■ **RECORD EXCERPTS**
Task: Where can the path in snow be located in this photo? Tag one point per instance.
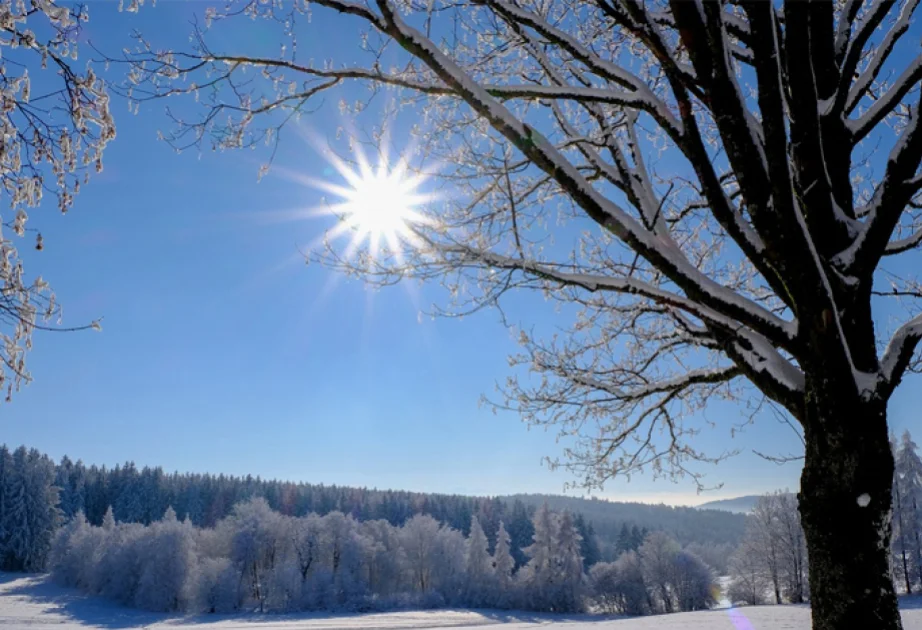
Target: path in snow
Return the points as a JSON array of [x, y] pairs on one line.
[[33, 603]]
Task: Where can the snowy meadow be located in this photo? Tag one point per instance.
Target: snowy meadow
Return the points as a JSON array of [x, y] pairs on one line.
[[36, 603]]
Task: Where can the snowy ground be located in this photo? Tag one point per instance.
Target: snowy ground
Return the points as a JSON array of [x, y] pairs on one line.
[[31, 603]]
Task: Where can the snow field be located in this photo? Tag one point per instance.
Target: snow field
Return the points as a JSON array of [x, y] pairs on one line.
[[32, 602]]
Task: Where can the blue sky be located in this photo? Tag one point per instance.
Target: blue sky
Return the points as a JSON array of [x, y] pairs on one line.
[[221, 351]]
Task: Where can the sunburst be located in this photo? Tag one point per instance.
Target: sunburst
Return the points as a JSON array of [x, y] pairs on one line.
[[379, 205]]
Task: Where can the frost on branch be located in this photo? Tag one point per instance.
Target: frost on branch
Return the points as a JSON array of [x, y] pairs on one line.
[[50, 140], [702, 209]]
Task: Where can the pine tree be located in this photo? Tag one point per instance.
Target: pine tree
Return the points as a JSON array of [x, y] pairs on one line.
[[589, 547], [30, 515], [538, 575], [569, 565], [907, 519], [625, 541], [503, 565], [6, 472], [479, 566]]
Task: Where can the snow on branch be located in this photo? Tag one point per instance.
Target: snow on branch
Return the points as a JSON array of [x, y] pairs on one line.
[[898, 354]]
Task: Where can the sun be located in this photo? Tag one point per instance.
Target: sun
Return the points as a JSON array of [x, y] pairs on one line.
[[379, 205]]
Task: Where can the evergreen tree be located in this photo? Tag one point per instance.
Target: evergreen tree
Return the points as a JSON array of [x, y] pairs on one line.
[[907, 507], [589, 547], [625, 541], [569, 564], [503, 565], [30, 515], [479, 567], [538, 576]]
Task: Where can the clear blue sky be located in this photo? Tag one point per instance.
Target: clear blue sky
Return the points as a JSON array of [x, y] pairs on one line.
[[222, 352]]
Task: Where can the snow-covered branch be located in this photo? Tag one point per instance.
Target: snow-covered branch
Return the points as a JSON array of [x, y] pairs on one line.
[[899, 352]]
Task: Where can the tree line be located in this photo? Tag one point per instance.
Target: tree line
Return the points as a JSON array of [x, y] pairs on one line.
[[770, 565], [260, 559], [142, 495]]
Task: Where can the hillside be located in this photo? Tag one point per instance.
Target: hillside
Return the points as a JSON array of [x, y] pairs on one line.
[[686, 524], [35, 603], [142, 496], [736, 505]]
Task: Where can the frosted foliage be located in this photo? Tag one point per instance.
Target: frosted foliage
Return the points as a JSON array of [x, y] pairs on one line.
[[258, 559], [593, 154], [28, 509], [480, 578], [906, 542], [53, 138], [771, 562]]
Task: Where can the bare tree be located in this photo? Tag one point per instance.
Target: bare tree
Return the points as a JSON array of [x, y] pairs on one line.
[[793, 548], [709, 190], [55, 123], [764, 541]]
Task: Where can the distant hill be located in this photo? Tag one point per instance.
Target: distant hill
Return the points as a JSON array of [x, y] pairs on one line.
[[686, 524], [737, 505]]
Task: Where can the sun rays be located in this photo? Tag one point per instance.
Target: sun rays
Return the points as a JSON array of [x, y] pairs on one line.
[[379, 205]]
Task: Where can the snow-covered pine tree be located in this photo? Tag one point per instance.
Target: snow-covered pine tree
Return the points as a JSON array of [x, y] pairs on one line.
[[907, 519], [30, 514], [169, 564], [6, 472], [538, 577], [479, 573], [569, 585], [503, 565]]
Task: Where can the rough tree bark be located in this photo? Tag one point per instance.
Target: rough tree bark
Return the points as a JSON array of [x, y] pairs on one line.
[[748, 265]]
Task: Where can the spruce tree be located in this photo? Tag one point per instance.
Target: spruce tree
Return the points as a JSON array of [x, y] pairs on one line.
[[503, 565], [479, 566]]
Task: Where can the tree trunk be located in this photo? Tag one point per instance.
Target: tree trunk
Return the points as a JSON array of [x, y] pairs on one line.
[[845, 506], [899, 514]]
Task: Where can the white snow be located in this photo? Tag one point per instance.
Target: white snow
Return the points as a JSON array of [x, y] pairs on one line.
[[34, 603]]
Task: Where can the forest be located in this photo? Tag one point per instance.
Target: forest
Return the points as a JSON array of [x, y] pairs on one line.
[[225, 544]]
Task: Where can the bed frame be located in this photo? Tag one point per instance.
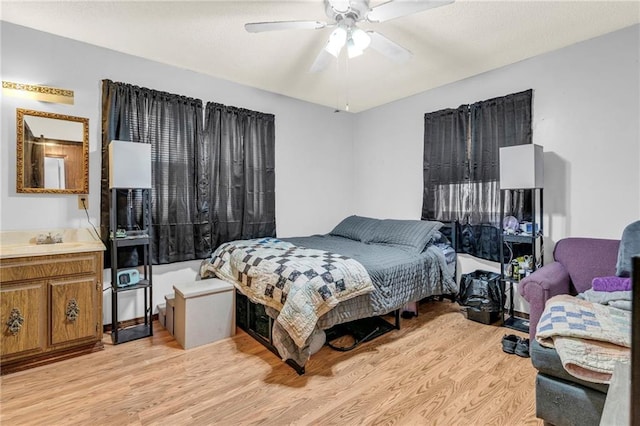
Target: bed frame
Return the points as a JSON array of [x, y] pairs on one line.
[[253, 319]]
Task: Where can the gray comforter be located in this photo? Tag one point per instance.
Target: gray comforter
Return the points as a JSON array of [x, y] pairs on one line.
[[399, 276]]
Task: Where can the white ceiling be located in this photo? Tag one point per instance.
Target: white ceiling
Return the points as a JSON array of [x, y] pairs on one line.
[[449, 43]]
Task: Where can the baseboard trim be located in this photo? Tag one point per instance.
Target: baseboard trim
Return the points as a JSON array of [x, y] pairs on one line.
[[128, 323]]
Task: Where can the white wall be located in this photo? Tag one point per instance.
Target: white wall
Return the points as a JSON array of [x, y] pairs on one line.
[[586, 115], [313, 144]]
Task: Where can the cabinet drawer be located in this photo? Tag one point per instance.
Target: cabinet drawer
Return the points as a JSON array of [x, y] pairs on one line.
[[23, 308], [73, 310], [37, 267]]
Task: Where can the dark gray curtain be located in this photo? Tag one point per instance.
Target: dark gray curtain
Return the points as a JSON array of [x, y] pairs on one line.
[[471, 194], [172, 124], [497, 123], [238, 157], [445, 165]]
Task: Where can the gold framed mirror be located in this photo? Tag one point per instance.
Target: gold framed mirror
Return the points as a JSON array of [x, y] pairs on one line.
[[52, 153]]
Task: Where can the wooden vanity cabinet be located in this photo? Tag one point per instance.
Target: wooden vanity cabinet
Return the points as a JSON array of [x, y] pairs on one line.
[[50, 308]]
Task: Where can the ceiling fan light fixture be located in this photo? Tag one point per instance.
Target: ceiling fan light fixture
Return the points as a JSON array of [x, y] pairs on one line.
[[337, 40], [360, 38]]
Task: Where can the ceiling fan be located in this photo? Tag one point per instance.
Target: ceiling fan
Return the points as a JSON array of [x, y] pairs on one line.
[[344, 15]]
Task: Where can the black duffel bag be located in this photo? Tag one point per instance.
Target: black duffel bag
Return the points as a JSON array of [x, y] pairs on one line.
[[481, 291]]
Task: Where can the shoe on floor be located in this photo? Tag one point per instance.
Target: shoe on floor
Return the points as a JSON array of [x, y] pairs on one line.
[[509, 343], [522, 348]]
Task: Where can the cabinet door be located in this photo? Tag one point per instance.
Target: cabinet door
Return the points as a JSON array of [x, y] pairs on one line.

■ **EXERCISE OBJECTIVE**
Can you retype all of the entries above word for word, with the pictures left out?

■ **FINISHED EXERCISE**
Task: Where can the path in snow be located in this photo? Tag one point per instance.
Target: path in snow
Return the points as a JSON array of [x, y] pairs on one line.
[[33, 603]]
Task: Where can the snowy meadow be located in this photo? Tag one point per instance.
Target: snowy meadow
Return the points as a JSON array of [x, y] pairs on one line.
[[36, 603]]
Task: Where can the snowy ground be located in this photo? Tag one point per instance.
Target: snowy ground
Return the points as a JSON array of [x, y] pairs on one line.
[[31, 603]]
Task: Where can the snow field be located in this photo? Tag one point per instance.
Target: snow field
Return the points as a JSON array of [x, y] pairs on one line.
[[32, 602]]
Task: Where can the blue sky be located in this photo? Tag one point per instance.
Target: blue sky
Return the points as a JSON array of [x, y] pairs on one line.
[[221, 351]]
Task: Where can the sunburst be located in this photo? Tag one point per instance.
Target: sunburst
Return the points as a JSON array of [x, y] pairs on one line.
[[379, 205]]
Task: Where can the frost on branch be located in this photo? Tag one point per instance.
Target: frost on branch
Return the points as a JSON array of [x, y] pairs on one line.
[[50, 140], [702, 209]]
Task: Where can the pine tree be located in this photo? Tag one point per instance.
Target: pine tree
Return the points as a JSON array of [x, y] pairs on one line.
[[589, 547], [30, 515], [538, 575], [569, 565], [907, 519], [625, 541], [503, 565], [6, 472], [479, 566]]
Task: Where can the snow on branch be located in this photo? Tag one point per instance.
Target: snow on branch
Return the points as a JSON array of [x, y] pairs on one line.
[[898, 354]]
Task: Where can the sun be located in this photo? Tag one point per instance.
Target: sun
Return the points as a JSON array of [x, y] pairs on one line.
[[379, 205]]
Task: Where can the evergreen tree be located in this photo? Tag one point per instance.
Target: evergreen tree
Return the points as a JSON array of [x, y] pairs on one line.
[[907, 507], [589, 547], [625, 541], [569, 564], [503, 565], [30, 515], [479, 567], [538, 576]]
Task: Where can the clear blue sky be located in this photo? Tag one point per instance.
Target: clear blue sky
Return the points as a JSON array of [x, y] pairs on one line.
[[222, 352]]
Task: Where can the snow-covered branch be located in this photo? Tag one point per instance.
Target: snow-covered branch
Return the points as a JSON array of [x, y] pairs on one line.
[[899, 352]]
Task: Where can the tree line be located in this photo? Tag one point per instance.
Target: tree line
Return the points as a JSON array of [x, y] pairs on one line.
[[770, 565], [260, 559], [142, 495]]
Task: Where can the hillside be located in this photo? Tag one point per instance.
Target: hillside
Return the points as a JSON array of [x, y] pairs on one line.
[[686, 524], [35, 603], [142, 496], [736, 505]]
Task: Where can the frosted foliage be located in this photo? Tag one point per instance.
Target: frosted foliage
Return the points as a JSON array of [x, y] pairs on one line.
[[258, 559], [593, 154], [28, 509], [480, 578], [906, 542], [53, 138], [771, 562]]
Task: Where can the bare tree be located in this photo? Tag one point per instance.
Target: bare tree
Return the points as a JSON array of [x, y] pairs on one line.
[[793, 548], [709, 190], [55, 123], [764, 541]]
Task: Where can the distant hill be located in this photo? Tag one point per instance.
Target: distant hill
Return the points as a JSON array of [x, y] pairs on one line.
[[686, 524], [737, 505]]
Task: Where can the sun rays be located in this photo? Tag one point per instance.
Target: sun rays
Return the points as a JSON array of [x, y] pairs on one line.
[[379, 205]]
Task: Where can the snow-covered pine tree be located in this photo? Tag one point per instance.
Target: snow-covered pine tree
Return the points as a JSON array of [x, y] pairs on one line.
[[907, 519], [30, 514], [169, 564], [6, 472], [538, 577], [479, 573], [569, 585], [503, 565]]
Task: Where can the rough tree bark be located in this photo? Tag one point per instance.
Target: rough tree bark
Return the points as a JSON array of [x, y] pairs on one line.
[[748, 265]]
Task: Where can the spruce tree be located in this photo? Tag one point per instance.
Target: spruce tree
Return the points as a JSON array of [x, y] pairs on one line.
[[503, 565], [479, 566]]
Task: Where can the tree trunk be located in this photo? Tag one point per instance.
Target: tree trunk
Return the points as a JSON array of [x, y] pairs on one line.
[[845, 506], [899, 514]]
Task: Where can the white snow be located in this photo? Tag one point per instance.
Target: white snow
Return the points as a JSON array of [x, y] pairs on one line.
[[34, 603]]
Task: Where can the forest be located in this photo? Tag one point per instance.
Target: forest
Return the points as a JSON array of [x, y] pairs on one line.
[[225, 544]]
Task: Where can the bed frame be located in this photo? Tag one point per instance.
Target: bed frame
Return the points as a JSON array of [x, y] pairs on one line.
[[253, 319]]
Task: Where can the gray comforter be located in this photo? Tag one point per instance.
Target: gray comforter
Return the points as a JSON array of [x, y] pairs on one line.
[[399, 276]]
Task: Where can the white ceiling be located in this photo? Tag one point per instance.
Target: white ceiling
Return the points as a JSON array of [x, y] pairs on one line.
[[449, 43]]
Task: Where can the baseboard trim be located in this photo? Tag one point per instance.
Target: baseboard trim
Return the points as a JSON array of [x, y] pairs on one line.
[[128, 323]]
Task: Where can the white wall be located in this photo? Tag one point per instance.
Target: white wall
Return the points as a JSON array of [x, y] pairs on one line.
[[586, 115], [313, 144]]
Task: Where can the cabinet drawer be located in this photo? Tag one point per instance.
Target: cabinet drawer
Return the points as a JSON array of [x, y] pairs on one line.
[[23, 308], [73, 310], [37, 267]]
Task: Where can the dark gray curtain be located in this photo? Tag one point per instance.
Target: dark gray curtain
Return the points as a JSON array of [x, y] pairs on one line.
[[471, 194], [172, 124], [497, 123], [238, 157], [445, 165]]
Task: Where can the gold framed mirror be located in this photo? Tag one point per instance.
Target: gold framed mirror
Return the points as a JSON array of [x, y] pairs on one line.
[[52, 153]]
Task: Where can the wooden vanity cabinet be located in this photo? Tag one point per instance.
Target: wooden vanity cabinet
Return the points as a JSON array of [x, y] pairs on one line.
[[50, 308]]
Task: Where can the ceiling fan light fixture be located in this photo? Tag one point per instance.
Target: ceiling fan light fixture
Return the points as a JSON array of [x, y] pairs on one line.
[[337, 40], [360, 38]]
Task: Where can the ceiling fan be located in this photo? Tag one point per instance.
Target: ceiling fan
Return the points as a JSON array of [x, y] pairs on one line.
[[344, 15]]
Task: Where can the black duffel bag be located in this photo? Tag one point per instance.
Target: black duffel bag
Return the points as a JSON array of [x, y] pairs on one line.
[[481, 291]]
Task: Where can the shoe on floor be located in this photo? Tag one point per instance.
Target: shoe on floor
Return the points as a JSON array of [x, y] pairs on one line.
[[509, 343], [522, 348]]
Task: Where can the cabinet door be located in this photo? Tag one point per instance.
Target: cabinet door
Return the points as a JSON array of [x, y] pairs on one line.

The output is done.